A run of records:
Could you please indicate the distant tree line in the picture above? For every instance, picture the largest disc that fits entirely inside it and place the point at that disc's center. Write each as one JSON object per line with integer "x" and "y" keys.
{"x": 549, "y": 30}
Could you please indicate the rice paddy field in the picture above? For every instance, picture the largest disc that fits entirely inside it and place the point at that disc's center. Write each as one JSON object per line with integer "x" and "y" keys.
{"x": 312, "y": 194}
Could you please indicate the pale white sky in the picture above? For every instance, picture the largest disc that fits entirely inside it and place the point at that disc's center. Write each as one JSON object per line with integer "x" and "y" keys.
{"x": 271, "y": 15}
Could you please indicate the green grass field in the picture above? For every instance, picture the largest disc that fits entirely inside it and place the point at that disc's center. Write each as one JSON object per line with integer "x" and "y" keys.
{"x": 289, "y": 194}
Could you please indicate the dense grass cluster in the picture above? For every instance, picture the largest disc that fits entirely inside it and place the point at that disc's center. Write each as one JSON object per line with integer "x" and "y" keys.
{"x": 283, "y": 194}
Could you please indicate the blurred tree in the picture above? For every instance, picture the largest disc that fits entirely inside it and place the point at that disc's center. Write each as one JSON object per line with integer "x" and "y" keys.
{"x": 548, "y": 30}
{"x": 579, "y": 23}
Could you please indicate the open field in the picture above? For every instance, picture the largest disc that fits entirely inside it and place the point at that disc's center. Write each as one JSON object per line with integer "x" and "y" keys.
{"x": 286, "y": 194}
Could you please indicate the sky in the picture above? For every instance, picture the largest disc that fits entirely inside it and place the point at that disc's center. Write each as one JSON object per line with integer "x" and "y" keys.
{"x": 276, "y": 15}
---
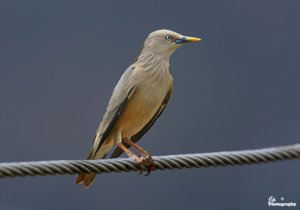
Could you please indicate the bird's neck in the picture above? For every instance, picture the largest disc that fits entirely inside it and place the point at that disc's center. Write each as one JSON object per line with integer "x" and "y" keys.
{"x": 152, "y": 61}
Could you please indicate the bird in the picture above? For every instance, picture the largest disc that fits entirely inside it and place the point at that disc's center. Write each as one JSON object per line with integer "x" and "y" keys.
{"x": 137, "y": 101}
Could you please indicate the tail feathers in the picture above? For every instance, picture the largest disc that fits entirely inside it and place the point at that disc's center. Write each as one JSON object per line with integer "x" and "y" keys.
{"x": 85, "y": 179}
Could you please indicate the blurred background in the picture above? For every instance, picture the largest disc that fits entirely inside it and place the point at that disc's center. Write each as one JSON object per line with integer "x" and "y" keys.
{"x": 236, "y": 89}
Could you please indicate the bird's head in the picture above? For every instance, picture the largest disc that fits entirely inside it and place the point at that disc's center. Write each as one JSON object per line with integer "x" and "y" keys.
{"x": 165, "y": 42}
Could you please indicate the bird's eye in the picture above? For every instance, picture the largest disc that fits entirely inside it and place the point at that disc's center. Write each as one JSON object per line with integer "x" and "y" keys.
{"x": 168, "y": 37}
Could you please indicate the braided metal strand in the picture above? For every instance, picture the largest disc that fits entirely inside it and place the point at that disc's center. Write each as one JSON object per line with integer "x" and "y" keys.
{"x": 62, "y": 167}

# What you should do:
Count the lines in the records that contain the string "grass", treating uppercase and lowercase as different. Reply with the number only.

# Response to this exercise:
2